Task brief →
Restate the material word for word and leave out anything that is a picture.

Material for this task →
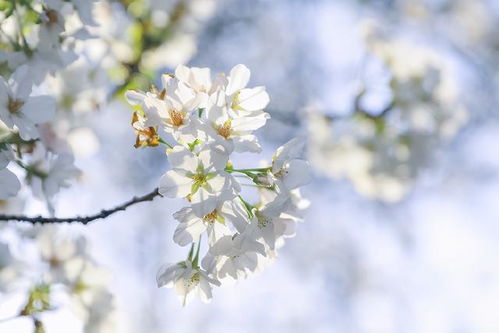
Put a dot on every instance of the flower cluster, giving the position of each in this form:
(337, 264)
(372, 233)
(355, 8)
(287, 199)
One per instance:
(56, 272)
(382, 152)
(209, 119)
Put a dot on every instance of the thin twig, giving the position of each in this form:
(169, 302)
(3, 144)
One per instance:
(81, 219)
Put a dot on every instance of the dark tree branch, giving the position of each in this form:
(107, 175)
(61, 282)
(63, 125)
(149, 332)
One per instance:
(82, 219)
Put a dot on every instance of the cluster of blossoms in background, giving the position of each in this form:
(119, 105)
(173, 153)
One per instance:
(382, 151)
(242, 215)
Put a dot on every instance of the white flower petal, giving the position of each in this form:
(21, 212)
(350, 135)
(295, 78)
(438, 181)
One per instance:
(238, 79)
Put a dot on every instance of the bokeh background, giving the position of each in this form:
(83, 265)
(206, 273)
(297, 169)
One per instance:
(397, 101)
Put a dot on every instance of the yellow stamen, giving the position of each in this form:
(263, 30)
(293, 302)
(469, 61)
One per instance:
(225, 129)
(177, 118)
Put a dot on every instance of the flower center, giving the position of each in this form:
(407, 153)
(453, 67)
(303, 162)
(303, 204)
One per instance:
(52, 16)
(263, 220)
(14, 105)
(225, 130)
(211, 217)
(199, 179)
(177, 118)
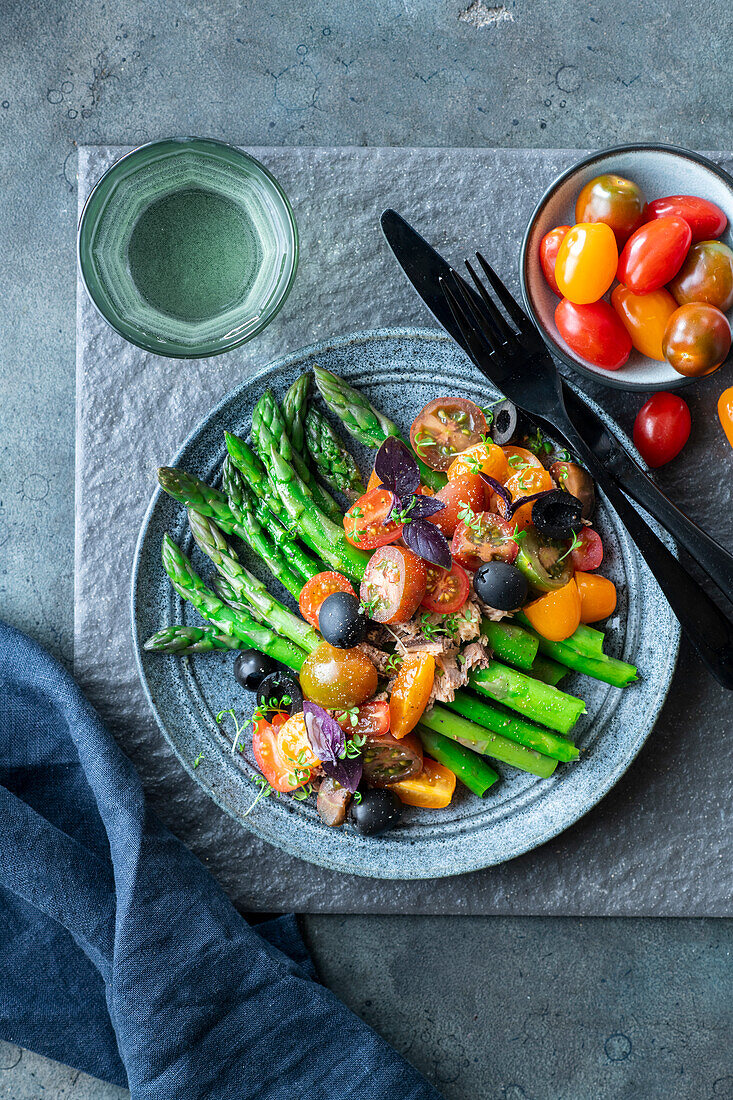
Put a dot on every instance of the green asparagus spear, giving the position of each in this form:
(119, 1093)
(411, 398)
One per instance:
(468, 766)
(254, 510)
(248, 587)
(334, 462)
(234, 624)
(510, 642)
(516, 729)
(315, 528)
(365, 422)
(488, 743)
(267, 420)
(295, 407)
(535, 700)
(608, 669)
(196, 494)
(189, 639)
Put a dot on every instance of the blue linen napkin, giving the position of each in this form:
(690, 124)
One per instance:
(121, 956)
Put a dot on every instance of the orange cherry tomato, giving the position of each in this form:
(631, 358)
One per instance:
(645, 317)
(598, 596)
(557, 614)
(316, 590)
(614, 200)
(411, 692)
(480, 459)
(431, 790)
(725, 413)
(587, 262)
(548, 250)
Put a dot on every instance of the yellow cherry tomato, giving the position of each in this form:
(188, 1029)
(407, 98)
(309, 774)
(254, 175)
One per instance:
(725, 413)
(480, 459)
(645, 317)
(431, 790)
(587, 262)
(598, 596)
(557, 614)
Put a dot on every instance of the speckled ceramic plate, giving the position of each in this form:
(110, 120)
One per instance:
(400, 370)
(659, 171)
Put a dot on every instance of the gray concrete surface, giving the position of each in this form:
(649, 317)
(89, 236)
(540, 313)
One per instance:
(527, 1009)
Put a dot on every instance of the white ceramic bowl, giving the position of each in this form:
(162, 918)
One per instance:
(659, 171)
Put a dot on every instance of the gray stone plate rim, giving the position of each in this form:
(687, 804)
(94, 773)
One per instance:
(523, 813)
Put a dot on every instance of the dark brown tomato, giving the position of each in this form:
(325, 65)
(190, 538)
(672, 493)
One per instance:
(444, 428)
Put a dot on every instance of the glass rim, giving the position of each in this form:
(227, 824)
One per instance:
(214, 345)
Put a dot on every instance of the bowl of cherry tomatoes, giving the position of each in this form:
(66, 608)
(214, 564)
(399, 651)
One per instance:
(626, 266)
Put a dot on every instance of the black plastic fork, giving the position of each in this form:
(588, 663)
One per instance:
(511, 353)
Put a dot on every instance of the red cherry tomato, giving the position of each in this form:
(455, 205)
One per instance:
(589, 551)
(594, 332)
(548, 250)
(363, 524)
(447, 589)
(654, 254)
(662, 428)
(316, 590)
(706, 220)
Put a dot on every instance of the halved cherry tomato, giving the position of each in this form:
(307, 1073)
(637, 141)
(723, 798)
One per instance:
(480, 459)
(372, 719)
(725, 413)
(363, 524)
(645, 317)
(654, 254)
(548, 250)
(662, 428)
(587, 262)
(317, 589)
(706, 219)
(431, 790)
(411, 692)
(614, 200)
(270, 760)
(697, 339)
(446, 590)
(588, 553)
(446, 427)
(593, 332)
(338, 678)
(393, 584)
(598, 596)
(485, 537)
(557, 614)
(467, 491)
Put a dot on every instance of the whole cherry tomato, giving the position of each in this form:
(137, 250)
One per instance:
(706, 220)
(707, 275)
(654, 254)
(548, 250)
(593, 332)
(697, 339)
(662, 428)
(645, 317)
(725, 413)
(614, 200)
(587, 262)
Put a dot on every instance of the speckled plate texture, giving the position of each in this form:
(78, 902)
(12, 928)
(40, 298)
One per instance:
(400, 370)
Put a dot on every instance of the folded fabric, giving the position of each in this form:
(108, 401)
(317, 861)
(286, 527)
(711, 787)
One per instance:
(121, 956)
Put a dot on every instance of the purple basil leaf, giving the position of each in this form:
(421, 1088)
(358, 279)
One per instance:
(347, 771)
(324, 732)
(396, 468)
(428, 542)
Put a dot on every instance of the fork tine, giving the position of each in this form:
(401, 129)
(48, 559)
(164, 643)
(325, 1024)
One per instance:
(506, 299)
(504, 329)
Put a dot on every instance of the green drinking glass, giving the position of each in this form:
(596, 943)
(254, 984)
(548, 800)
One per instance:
(187, 248)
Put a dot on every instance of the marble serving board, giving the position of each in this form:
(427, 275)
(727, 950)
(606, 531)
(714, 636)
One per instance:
(660, 843)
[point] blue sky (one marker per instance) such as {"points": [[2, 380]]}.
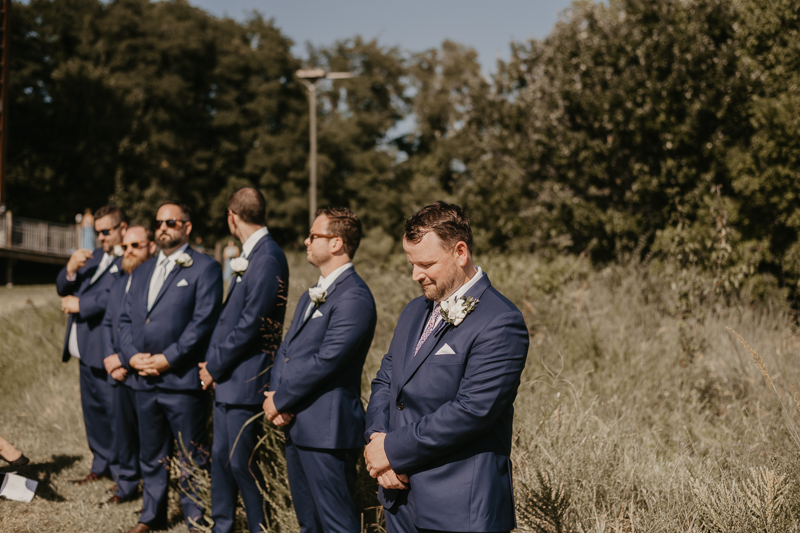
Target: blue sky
{"points": [[414, 25]]}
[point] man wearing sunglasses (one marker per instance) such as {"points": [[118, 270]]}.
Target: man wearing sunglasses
{"points": [[138, 246], [84, 286], [315, 389], [172, 306], [244, 342]]}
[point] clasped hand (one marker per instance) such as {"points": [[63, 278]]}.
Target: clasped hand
{"points": [[279, 419], [378, 464], [149, 364]]}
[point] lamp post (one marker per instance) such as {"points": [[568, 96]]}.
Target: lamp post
{"points": [[310, 77]]}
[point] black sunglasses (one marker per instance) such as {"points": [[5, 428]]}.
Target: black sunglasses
{"points": [[134, 245], [171, 223], [106, 232]]}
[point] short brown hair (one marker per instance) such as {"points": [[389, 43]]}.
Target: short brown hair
{"points": [[344, 224], [117, 212], [187, 211], [148, 232], [447, 221], [249, 204]]}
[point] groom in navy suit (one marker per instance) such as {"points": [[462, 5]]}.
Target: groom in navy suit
{"points": [[137, 246], [439, 419], [172, 306], [242, 347], [315, 389], [84, 286]]}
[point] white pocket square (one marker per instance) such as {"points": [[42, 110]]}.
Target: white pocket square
{"points": [[445, 350]]}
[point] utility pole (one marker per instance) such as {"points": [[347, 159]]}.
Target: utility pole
{"points": [[310, 77], [5, 9]]}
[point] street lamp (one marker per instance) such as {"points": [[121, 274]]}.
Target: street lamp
{"points": [[310, 77]]}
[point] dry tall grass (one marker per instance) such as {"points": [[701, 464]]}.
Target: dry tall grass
{"points": [[622, 424]]}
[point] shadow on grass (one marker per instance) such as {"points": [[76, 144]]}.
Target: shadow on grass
{"points": [[43, 473]]}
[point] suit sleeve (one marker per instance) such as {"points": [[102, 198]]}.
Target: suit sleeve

Exercise response →
Put a dot on every instance of the flower cluster, giving the position of each in this form:
(337, 264)
(372, 233)
(355, 8)
(287, 199)
One per instance:
(56, 272)
(382, 152)
(209, 119)
Put a dot on every instance of the thin twig, giving the position of each in this form:
(169, 302)
(3, 144)
One per instance:
(81, 219)
Put a dot on every instance of the dark tree branch, giving the position of each in this form:
(107, 175)
(61, 282)
(63, 125)
(149, 332)
One per instance:
(82, 219)
Put a dot on every instance of the cluster of blossoms in background, giving the position of each in this form:
(119, 105)
(173, 153)
One per instance:
(382, 151)
(242, 215)
Put a dot on every instance of the white flower petal, giving the position of each in this form:
(21, 212)
(350, 135)
(295, 78)
(438, 181)
One per instance:
(238, 79)
Put a dot on every instance of the bokeh background, giving the position of each in this form:
(83, 265)
(206, 273)
(297, 169)
One per instance:
(397, 101)
Put a dot on every instance of the yellow stamen, giving the position of each in this form:
(263, 30)
(293, 302)
(469, 61)
One per instance:
(225, 129)
(177, 118)
Put a dot on every instance of the flower center, giving the position of each in this form:
(407, 153)
(453, 67)
(303, 162)
(303, 204)
One per instance:
(52, 16)
(263, 220)
(14, 105)
(225, 130)
(211, 217)
(199, 179)
(177, 118)
Put a dot on every instance of the green asparagus spear, giving the position of each in this form:
(119, 1093)
(411, 398)
One per instance:
(468, 766)
(254, 510)
(248, 587)
(334, 462)
(234, 624)
(510, 642)
(516, 729)
(315, 528)
(365, 422)
(488, 743)
(267, 420)
(295, 407)
(535, 700)
(608, 669)
(196, 494)
(189, 639)
Put a dot on every instance of the blue linen napkin, giving the position of each in this form:
(690, 124)
One per instance:
(121, 956)
Put a dot on every instance of the orange cherry tomato, giving the position of each in this form:
(631, 358)
One per instance:
(645, 317)
(598, 596)
(557, 614)
(316, 590)
(614, 200)
(411, 692)
(480, 459)
(431, 790)
(725, 413)
(587, 262)
(548, 250)
Put a dot on every instance of the yellow cherry tomato, giving the position of each in this form:
(188, 1029)
(407, 98)
(309, 774)
(254, 175)
One per instance:
(725, 413)
(480, 459)
(645, 317)
(431, 790)
(587, 262)
(598, 596)
(557, 614)
Put a dot on every instance of the speckled ceramic plate, giving the position of each in this form:
(110, 120)
One per instance:
(400, 370)
(659, 171)
Put a dot on every instance of the gray concrete surface, giving the position of each in this form:
(649, 317)
(89, 236)
(540, 313)
One per instance:
(527, 1009)
Put a dot on every instance of the white ceramic bowl, giving the position of each in this form:
(162, 918)
One per instance:
(659, 171)
Put a dot on every instance of the gray stone plate rim, giving the position of each in this form:
(687, 804)
(94, 773)
One per instance:
(523, 813)
Put a dot on every instance of the dark brown tomato, giving the position of each in this form:
(325, 65)
(190, 538)
(672, 493)
One per instance:
(444, 428)
Put a dot on every instance of the glass rim, giving the position of each in this form:
(227, 824)
One per instance:
(214, 345)
Put a dot on every instance of the bowl of cherry tomatoes, giving the position of each in this form:
(66, 608)
(214, 564)
(399, 651)
One per instance:
(626, 266)
Put a dot on every instance of the black plastic fork, giving the position of each in this form:
(588, 663)
One per instance:
(511, 353)
Put a dot on every instance of the red cherry tomato, giving the position of each in this form:
(455, 205)
One per instance:
(589, 551)
(594, 332)
(548, 250)
(363, 524)
(447, 589)
(654, 254)
(662, 428)
(316, 590)
(706, 220)
Put a dot on every instance of the halved cherry tomato, giving the position of each in this form:
(307, 1073)
(637, 141)
(723, 798)
One per instance:
(480, 459)
(372, 719)
(725, 413)
(363, 524)
(645, 317)
(654, 254)
(548, 250)
(662, 428)
(587, 262)
(317, 589)
(706, 219)
(431, 790)
(411, 692)
(614, 200)
(270, 760)
(697, 339)
(446, 590)
(588, 553)
(446, 427)
(593, 332)
(338, 678)
(393, 584)
(598, 596)
(485, 537)
(557, 614)
(467, 491)
Put a dot on every instance of the whole cherry tomato, giving the position of each in this form:
(137, 250)
One per instance:
(706, 220)
(707, 275)
(654, 254)
(548, 250)
(593, 332)
(697, 339)
(662, 428)
(645, 317)
(725, 413)
(614, 200)
(587, 262)
Put a dot on every instance of the speckled plate texture, giving the position of each in this form:
(78, 902)
(12, 928)
(40, 298)
One per instance:
(400, 370)
Put a dot on every instance of the folded fabric, giving the position of each in this form:
(108, 401)
(317, 861)
(286, 527)
(711, 787)
One per instance:
(121, 956)
Put a dot on every instance of the purple basil leaf, giving the position of each in this form:
(421, 1088)
(358, 279)
One per instance:
(347, 771)
(324, 732)
(396, 468)
(428, 542)
Put a dot on every instance of the fork tine, giving the position of each in this form:
(401, 129)
(48, 559)
(164, 643)
(325, 1024)
One per instance:
(506, 299)
(504, 329)
Put a dot on every instance of the green drinking glass, giving the position of each in this form:
(596, 943)
(254, 984)
(548, 800)
One per instance:
(187, 248)
Put a dot on every instance of the marble serving board, giving the position of each in this form:
(427, 275)
(727, 950)
(606, 531)
(714, 636)
One per instance:
(660, 843)
[point] blue sky (one marker per instance) such as {"points": [[2, 380]]}.
Target: blue sky
{"points": [[414, 25]]}
[point] man wearing sunglasses (one marker per instance) such as {"points": [[118, 270]]}.
Target: man wearing sunglasses
{"points": [[138, 246], [84, 286], [315, 389], [172, 306], [244, 342]]}
[point] clasped hand (one marker per instance) such as {"points": [[63, 278]]}.
Target: clasped hand
{"points": [[279, 419], [378, 464], [149, 364]]}
[point] lamp post (one marker per instance) such as {"points": [[568, 96]]}.
Target: lamp post
{"points": [[310, 77]]}
[point] black sunglasses (one marker per instance) such as {"points": [[5, 428]]}.
Target: black sunglasses
{"points": [[134, 245], [171, 223], [106, 232]]}
[point] short brown hair (one marker per instance) such as {"points": [[389, 43]]}.
Target: short brown hair
{"points": [[344, 224], [117, 212], [187, 211], [148, 232], [447, 221], [249, 204]]}
[point] groom in navy suit (one marker per instance) such as {"points": [[462, 5]]}.
Target: groom in navy suit
{"points": [[137, 246], [439, 419], [172, 306], [242, 347], [315, 389], [84, 286]]}
[point] white pocket square (one marker per instance) such as {"points": [[42, 110]]}.
Target: white pocket square
{"points": [[445, 350]]}
[point] utility pole (one marker per instance) such as {"points": [[347, 159]]}.
Target: utility pole
{"points": [[310, 77], [5, 9]]}
[point] street lamp (one marker per instance) such as {"points": [[121, 274]]}.
Target: street lamp
{"points": [[310, 77]]}
[point] dry tall grass (one marker per instance) such as {"points": [[701, 464]]}.
Target: dry tall grass
{"points": [[622, 424]]}
[point] shadow on grass (one marker per instance) such as {"points": [[76, 144]]}.
Target: shadow on grass
{"points": [[43, 473]]}
[point] suit sleeve (one marker per instance) such as {"points": [[102, 198]]}.
Target: suit sleeve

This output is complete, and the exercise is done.